TEXT PASSAGE

The tradition of elaborate, artificial plotting and epigrammatic dialogue was carried on by the Irish playwright Oscar Wilde in Lady Windermere's Fan (1892) and The Importance of Being Earnest (1895). In the 20th century, the comedy of manners reappeared in the plays of the British dramatists Noel Coward (Hay Fever, 1925) and Somerset Maugham and the novels of P.G. Wodehouse, as well as various British sitcoms. The Carry On films are a direct descendant of the comedy of manners style.

DATA EXTRACT
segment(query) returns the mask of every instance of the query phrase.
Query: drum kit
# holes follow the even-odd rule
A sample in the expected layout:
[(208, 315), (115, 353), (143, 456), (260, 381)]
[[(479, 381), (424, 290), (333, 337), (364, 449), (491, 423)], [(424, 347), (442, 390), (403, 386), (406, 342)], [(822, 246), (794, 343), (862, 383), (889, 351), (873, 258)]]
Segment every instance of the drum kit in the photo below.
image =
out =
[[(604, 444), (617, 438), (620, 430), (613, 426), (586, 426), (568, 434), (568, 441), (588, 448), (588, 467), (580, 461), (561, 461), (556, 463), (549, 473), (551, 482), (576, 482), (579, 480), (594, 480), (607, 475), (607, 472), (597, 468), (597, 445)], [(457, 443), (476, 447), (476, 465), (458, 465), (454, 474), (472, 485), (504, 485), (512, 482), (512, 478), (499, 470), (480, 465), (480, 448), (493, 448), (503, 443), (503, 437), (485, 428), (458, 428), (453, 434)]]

WRITTEN TASKS
• A. Recast the paragraph of the comedy-of-manners passage that begins "The tradition of elaborate, artificial plotting" as a bulleted list that keeps its main facts.
• B. Summarize the comedy-of-manners passage in two sentences.
• C. Carry the passage on the comedy of manners forward from its final sentence.
The records have no connection to the passage on the comedy of manners.

WRITTEN ANSWERS
• A.
- Oscar Wilde, an Irish playwright, carried on the tradition of elaborate, artificial plotting and epigrammatic dialogue in Lady Windermere's Fan (1892) and The Importance of Being Earnest (1895).
- In the 20th century, the comedy of manners reappeared in plays by the British dramatists Noel Coward (Hay Fever, 1925) and Somerset Maugham.
- It also reappeared in the novels of P.G. Wodehouse and in various British sitcoms.
- The Carry On films directly descend from the comedy of manners style.

• B. Oscar Wilde carried on the comedy of manners' elaborate, artificial plotting and epigrammatic dialogue in Lady Windermere's Fan and The Importance of Being Earnest. In the 20th century, the form reappeared in plays by Noel Coward and Somerset Maugham, in P.G. Wodehouse's novels, and in various British sitcoms, and the Carry On films are its direct descendant.

• C.
The term comedy of menace, which British drama critic Irving Wardle based on the subtitle of The Lunatic View: A Comedy of Menace (1958), by David Campton, is a jocular play-on-words derived from the "comedy of manners" (menace being manners pronounced with a somewhat Judeo-English accent).[2] Pinter's play The Homecoming has been described as a mid-twentieth-century "comedy of manners".[2]
In Boston Marriage (1999), David Mamet chronicles a sexual relationship between two women, one of whom has her eye on yet another young woman (who never appears, but who is the target of a seduction scheme). Periodically, the two women make their serving woman the butt of haughty jokes, serving to point up the satire on class. Though displaying the verbal dexterity one associates with both the playwright and the genre, the patina of wit occasionally erupts into shocking crudity.
Other contemporary examples include Douglas Carter Beane's As Bees in Honey Drown, The Country Club and The Little Dog Laughed.